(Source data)
== == ==

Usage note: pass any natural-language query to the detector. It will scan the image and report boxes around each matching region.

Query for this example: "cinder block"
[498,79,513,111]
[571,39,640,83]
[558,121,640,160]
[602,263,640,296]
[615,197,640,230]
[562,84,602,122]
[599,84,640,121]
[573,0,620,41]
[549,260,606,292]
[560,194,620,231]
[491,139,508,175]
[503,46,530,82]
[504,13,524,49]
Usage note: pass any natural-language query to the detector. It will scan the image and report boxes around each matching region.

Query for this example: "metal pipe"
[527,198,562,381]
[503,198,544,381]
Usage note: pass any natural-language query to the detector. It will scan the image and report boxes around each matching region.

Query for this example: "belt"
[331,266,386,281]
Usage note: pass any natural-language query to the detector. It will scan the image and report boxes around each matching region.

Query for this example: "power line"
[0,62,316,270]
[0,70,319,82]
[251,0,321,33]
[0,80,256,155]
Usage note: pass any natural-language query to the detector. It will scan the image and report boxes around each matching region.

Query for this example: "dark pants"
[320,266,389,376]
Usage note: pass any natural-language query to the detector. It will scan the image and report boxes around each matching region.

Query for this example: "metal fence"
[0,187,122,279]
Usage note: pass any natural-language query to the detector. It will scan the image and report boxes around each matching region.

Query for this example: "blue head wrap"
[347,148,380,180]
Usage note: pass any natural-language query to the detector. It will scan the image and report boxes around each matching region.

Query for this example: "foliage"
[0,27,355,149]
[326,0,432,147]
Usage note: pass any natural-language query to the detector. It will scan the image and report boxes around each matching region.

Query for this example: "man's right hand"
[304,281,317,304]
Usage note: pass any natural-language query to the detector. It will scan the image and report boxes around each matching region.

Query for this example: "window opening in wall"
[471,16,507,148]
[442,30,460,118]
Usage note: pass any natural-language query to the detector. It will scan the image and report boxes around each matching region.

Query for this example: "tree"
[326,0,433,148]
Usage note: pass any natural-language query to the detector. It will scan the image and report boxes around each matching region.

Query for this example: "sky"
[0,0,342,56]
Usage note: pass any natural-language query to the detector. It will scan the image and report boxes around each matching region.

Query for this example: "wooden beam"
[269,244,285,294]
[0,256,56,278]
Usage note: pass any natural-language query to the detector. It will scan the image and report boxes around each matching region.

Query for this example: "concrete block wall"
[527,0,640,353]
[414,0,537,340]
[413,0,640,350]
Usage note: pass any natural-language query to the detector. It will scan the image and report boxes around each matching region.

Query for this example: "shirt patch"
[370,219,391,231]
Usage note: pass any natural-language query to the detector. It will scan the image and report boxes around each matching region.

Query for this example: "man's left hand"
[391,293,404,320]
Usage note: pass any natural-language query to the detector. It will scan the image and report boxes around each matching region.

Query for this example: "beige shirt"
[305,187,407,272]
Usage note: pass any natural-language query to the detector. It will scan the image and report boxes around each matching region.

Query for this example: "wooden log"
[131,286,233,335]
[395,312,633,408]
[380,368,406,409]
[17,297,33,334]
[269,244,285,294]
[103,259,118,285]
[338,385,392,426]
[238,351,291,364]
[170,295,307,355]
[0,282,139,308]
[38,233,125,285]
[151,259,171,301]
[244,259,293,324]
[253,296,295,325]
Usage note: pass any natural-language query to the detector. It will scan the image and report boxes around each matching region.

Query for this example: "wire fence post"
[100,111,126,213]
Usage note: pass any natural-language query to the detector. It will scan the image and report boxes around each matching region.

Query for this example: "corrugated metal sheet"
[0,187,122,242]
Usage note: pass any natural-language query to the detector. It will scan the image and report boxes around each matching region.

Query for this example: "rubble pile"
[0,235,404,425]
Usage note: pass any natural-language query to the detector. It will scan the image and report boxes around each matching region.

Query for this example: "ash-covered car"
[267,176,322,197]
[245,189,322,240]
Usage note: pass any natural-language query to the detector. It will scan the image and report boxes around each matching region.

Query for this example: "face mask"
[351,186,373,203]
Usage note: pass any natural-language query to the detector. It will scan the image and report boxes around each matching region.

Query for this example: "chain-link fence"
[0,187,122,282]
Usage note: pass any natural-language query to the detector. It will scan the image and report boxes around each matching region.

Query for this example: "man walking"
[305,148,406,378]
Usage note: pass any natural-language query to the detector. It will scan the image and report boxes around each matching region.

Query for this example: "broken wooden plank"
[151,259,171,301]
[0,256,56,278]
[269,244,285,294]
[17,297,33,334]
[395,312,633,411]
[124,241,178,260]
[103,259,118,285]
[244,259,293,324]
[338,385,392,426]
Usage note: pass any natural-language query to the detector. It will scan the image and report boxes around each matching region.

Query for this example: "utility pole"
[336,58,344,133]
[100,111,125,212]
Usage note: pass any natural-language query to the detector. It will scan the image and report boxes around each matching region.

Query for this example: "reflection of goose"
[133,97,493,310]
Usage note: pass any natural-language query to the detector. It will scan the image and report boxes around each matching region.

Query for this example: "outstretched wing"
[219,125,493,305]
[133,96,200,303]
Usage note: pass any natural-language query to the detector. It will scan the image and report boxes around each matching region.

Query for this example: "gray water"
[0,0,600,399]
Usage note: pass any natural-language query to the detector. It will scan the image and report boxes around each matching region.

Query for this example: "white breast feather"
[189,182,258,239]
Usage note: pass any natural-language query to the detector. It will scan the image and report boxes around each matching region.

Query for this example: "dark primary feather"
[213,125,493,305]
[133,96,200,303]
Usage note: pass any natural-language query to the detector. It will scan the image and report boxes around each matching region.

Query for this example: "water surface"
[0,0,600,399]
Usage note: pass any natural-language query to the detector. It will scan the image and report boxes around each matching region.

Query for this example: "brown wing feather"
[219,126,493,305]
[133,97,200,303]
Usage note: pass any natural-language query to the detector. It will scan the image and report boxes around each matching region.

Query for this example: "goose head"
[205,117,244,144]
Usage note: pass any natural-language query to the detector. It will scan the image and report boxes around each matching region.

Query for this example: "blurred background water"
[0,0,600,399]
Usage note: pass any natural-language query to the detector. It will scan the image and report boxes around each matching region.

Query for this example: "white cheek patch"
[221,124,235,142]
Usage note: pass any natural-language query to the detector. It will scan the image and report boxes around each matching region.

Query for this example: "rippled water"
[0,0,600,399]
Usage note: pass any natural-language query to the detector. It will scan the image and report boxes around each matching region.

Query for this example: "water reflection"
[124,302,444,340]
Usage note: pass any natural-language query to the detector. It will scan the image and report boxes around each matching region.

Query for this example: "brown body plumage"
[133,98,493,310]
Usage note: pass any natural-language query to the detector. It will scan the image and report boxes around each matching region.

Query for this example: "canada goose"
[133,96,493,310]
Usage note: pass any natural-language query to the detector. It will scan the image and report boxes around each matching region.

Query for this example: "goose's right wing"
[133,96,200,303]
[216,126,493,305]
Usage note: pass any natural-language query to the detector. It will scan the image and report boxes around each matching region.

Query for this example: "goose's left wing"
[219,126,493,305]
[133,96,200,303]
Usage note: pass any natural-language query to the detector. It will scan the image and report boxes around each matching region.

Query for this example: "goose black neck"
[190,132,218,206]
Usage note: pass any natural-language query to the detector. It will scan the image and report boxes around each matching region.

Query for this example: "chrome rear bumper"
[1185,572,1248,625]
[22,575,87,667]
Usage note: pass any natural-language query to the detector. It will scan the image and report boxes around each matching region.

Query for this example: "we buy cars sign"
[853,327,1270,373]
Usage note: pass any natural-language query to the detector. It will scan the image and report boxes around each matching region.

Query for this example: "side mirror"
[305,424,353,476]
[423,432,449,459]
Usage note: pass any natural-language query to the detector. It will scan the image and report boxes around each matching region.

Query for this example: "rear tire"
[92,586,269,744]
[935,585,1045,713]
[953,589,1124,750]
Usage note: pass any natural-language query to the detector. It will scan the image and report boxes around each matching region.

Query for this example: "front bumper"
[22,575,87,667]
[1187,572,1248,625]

== == ==

What is needed: Copy out the material above in its entirety. Every detail must match.

Result:
Usage note: pass any natural-language query to the detector. It will scan the image and report boxes around each matching region.

Query for this example: "cinder block"
[498,79,513,111]
[571,39,640,83]
[558,121,640,160]
[602,263,640,296]
[615,197,640,230]
[562,84,602,122]
[599,84,640,121]
[573,0,620,41]
[549,260,606,292]
[560,194,620,231]
[491,139,508,175]
[503,46,530,82]
[504,13,524,49]
Usage note: pass any natural-language query to the detector. It will scan the image and report boxes around each matching region.

Query for this example: "metal pipe"
[527,198,562,381]
[503,198,544,381]
Usage note: pass any natural-language query to the detector. It will scan the image and report boxes around each matching region.

Query for this example: "belt"
[331,266,386,281]
Usage note: pass any natural-language query to the detector. It will scan the image and report boxes around each matching region.

Query for this example: "power line"
[0,62,316,270]
[0,70,319,82]
[251,0,321,33]
[0,80,256,155]
Usage note: pass any natural-language query to the detector. It will scan the image and report boxes around each matching region.

Query for this example: "dark pants"
[320,266,389,376]
Usage note: pass any natural-language query to the detector. It will scan the image and report boxes around each matching region.

Query for this example: "metal fence"
[0,187,122,279]
Usage note: pass any natural-language query to the detector. It will scan the image and report boxes around each matching region.

Query for this example: "blue head wrap"
[347,148,380,180]
Usage note: pass any natural-language query to the detector. It will scan the image and report boxes around each matching region.

Query for this example: "foliage"
[0,27,355,149]
[326,0,432,147]
Usage note: pass any natural-language query to the detector. It will scan the image and report boxes around each matching region.

Query for this example: "man's right hand"
[304,281,317,304]
Usage note: pass any natural-language query to the detector. It will scan the image and report boxes around each matching region.

Query for this example: "window opening in wall"
[471,16,507,148]
[442,30,460,118]
Usage note: pass any natural-language query to the detector. It will scan the image and report boxes around each matching region.

Query for this example: "tree"
[326,0,433,148]
Usage note: pass any natural-language query to the detector. It will scan the image and report boxes around each matching region.

Query for this example: "sky"
[0,0,342,56]
Usage note: pass any natural-language query to the detector. It will scan the image and report boxes around each matching region.

Query for this example: "wooden beam"
[269,244,285,294]
[0,256,56,278]
Usage note: pass any natural-language query to the detector. It will scan the image and report boxes around each matching region.

Query for this example: "concrete block wall"
[527,0,640,353]
[414,0,537,340]
[413,0,640,350]
Usage note: pass any natural-language query to the detector. It will scan the image and report boxes around each matching region.

Query for this example: "shirt patch"
[370,219,391,231]
Usage note: pass any natural-language query to the detector. It will scan the image and report boxes around each matching region.

Query for this example: "man's left hand"
[391,293,404,320]
Usage note: pass any natural-language query to the detector. It will scan the image and report boxes around each matching region.

Query for this example: "beige shirt"
[305,187,407,272]
Usage note: pass any natural-language query to the detector. It will scan the image and report boxes around each matching region.

Query for this example: "wooden log"
[131,286,233,335]
[395,312,633,408]
[380,368,406,409]
[17,297,33,334]
[269,244,285,294]
[103,259,118,285]
[338,385,392,426]
[238,351,291,364]
[170,295,307,355]
[0,282,139,308]
[38,233,125,285]
[151,259,171,301]
[244,259,293,324]
[253,296,295,325]
Usage note: pass any natural-language query to the detector. It will scan the image and report boxes around each matching region.

Query for this example: "wire fence post"
[100,111,126,213]
Usage note: pass any natural-language query to the detector. It will scan the image and report boxes around each matching region.

Query for this example: "corrugated metal sheet"
[0,187,122,242]
Usage note: pass any natural-language query to the detector. It will scan the image and report boxes around each matching region.

Query for this example: "rubble pile"
[0,235,404,425]
Usage note: pass any natural-language query to the detector. It will scan the image and report boxes around each matching region.

Query for this example: "ash-covered car"
[267,176,322,197]
[245,189,322,240]
Usage note: pass any natural-language query to the detector. It will scan the image and report boxes around each matching region.

Query for this example: "face mask"
[351,186,373,203]
Usage note: pass any natural-language query to the detector. It will scan the image and report boxes around each matching region.

Query for this example: "chain-link fence"
[0,187,122,282]
Usage note: pass any natural-language query to the detector. It will scan the image and report boxes around each matching region.

Query for this example: "man walking"
[305,148,406,378]
Usage note: pass any natural-language query to the detector. It will scan the image and report boxes around each matching region.

Query for this example: "broken wooden plank"
[151,259,171,301]
[0,256,56,278]
[269,244,285,294]
[17,297,33,334]
[395,312,633,411]
[124,241,178,260]
[103,259,118,285]
[244,259,293,324]
[338,385,392,426]
Usage note: pass any natural-language query to the detector. It will scan the image and report boxes around each matching region.

Query for this example: "utility pole"
[336,58,344,133]
[100,111,125,212]
Usage note: pass any natural-language query to the detector. It will scan the image and report boxes around each matching region.

Query for this example: "reflection of goose"
[133,97,493,310]
Usage note: pass any natural-language query to the detector. It will scan the image and report boxes around each matching region.

Query for this example: "outstretched wing"
[219,125,493,305]
[133,96,200,303]
Usage note: pass any natural-language query to the detector. It will scan the image and report boxes around each matching region.

Query for this example: "gray water"
[0,0,600,399]
Usage note: pass any natural-language query to the detector. It will scan the image and report boxes around each matching region.

Query for this example: "white breast feather"
[189,182,258,239]
Usage note: pass any natural-language query to the detector. It will scan the image and report boxes around each matching region.

Query for this example: "dark primary feather"
[213,125,493,305]
[133,96,200,303]
Usage note: pass any natural-language query to the detector. It will scan the image and report boxes around each matching region.

Query for this example: "water surface"
[0,0,600,399]
Usage note: pass any natural-language query to the detector. It will scan the image and report boxes around each matching region.

Query for this example: "brown wing feather"
[219,126,493,305]
[133,97,200,303]
Usage note: pass any natural-language query to the detector. It will scan the image and report boxes around each matching region.

Query for this example: "goose head"
[205,117,244,144]
Usage note: pass any natural-language query to the detector. It will scan the image and report boxes around each matching region.

Query for this example: "blurred background water"
[0,0,600,399]
Usage note: pass any natural-language query to the detector. It will scan the image and report boxes around each matching region.

Query for this example: "white cheek patch"
[221,124,235,142]
Usage note: pass any natural-language query to the detector. It will scan the image and report boxes around each matching region.

Query for this example: "rippled water"
[0,0,600,399]
Usage note: pass any natural-language query to the detector. It will scan the image and report boxes around each matching region.

Query for this example: "water reflection"
[124,302,444,340]
Usage note: pass any natural-language query to the detector. It will scan the image and report boxes around each matching region.

Query for this example: "brown body plumage"
[133,98,493,310]
Usage note: pass any natural-language query to the detector. It will scan the image and report boxes around each matching region.

Query for this example: "canada goose"
[133,96,493,310]
Usage note: pass any natural-language query to the detector. It will scan the image and report boxes around each matching region.

Query for this example: "goose's right wing"
[133,96,200,303]
[216,126,493,305]
Usage note: pass any natural-language query to the detector. It will scan the image and report boxes around each matching region.

Query for this example: "goose's left wing"
[219,126,493,305]
[133,96,200,303]
Usage note: pass any natural-language query to the detector. It will scan the image and report boxes around each matching region.

Query for this example: "goose black neck"
[190,132,218,206]
Usage note: pass any natural-language query to the detector. It will scan the image and report boxes around each matching region.

Query for this example: "chrome rear bumper"
[1185,572,1248,625]
[22,575,87,667]
Usage note: pass any natural-language query to the detector. It will scan the image and report boxes around each matching region.

Query for this example: "we buy cars sign"
[853,327,1270,373]
Usage note: pass any natural-language query to the detector. It will scan the image and report boxes around each matching region.

Query for this example: "side mirror"
[305,424,353,476]
[423,432,449,459]
Usage note: pass any natural-language query to the detector. It will scan the image and report boxes around each matching region.

Query for this example: "rear tire"
[92,586,269,744]
[935,585,1045,713]
[953,589,1124,750]
Usage note: pass any natural-language query to the detector. It will scan the image and report boxes around each matching region.

Query for this example: "front bumper"
[22,575,87,667]
[1187,572,1248,625]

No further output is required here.